■ **Problem details**: Retype every line of the records below exactly as it appears, leaving the pictures out.

===

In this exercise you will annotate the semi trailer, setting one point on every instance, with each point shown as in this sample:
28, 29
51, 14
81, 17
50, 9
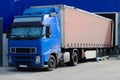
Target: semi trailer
45, 36
115, 16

===

■ **Solution for this exercise**:
In this exercise you will annotate the semi trailer, setting one point on every instance, with each point shown as in this sample:
28, 29
51, 14
81, 17
50, 9
Target: semi trailer
45, 36
115, 16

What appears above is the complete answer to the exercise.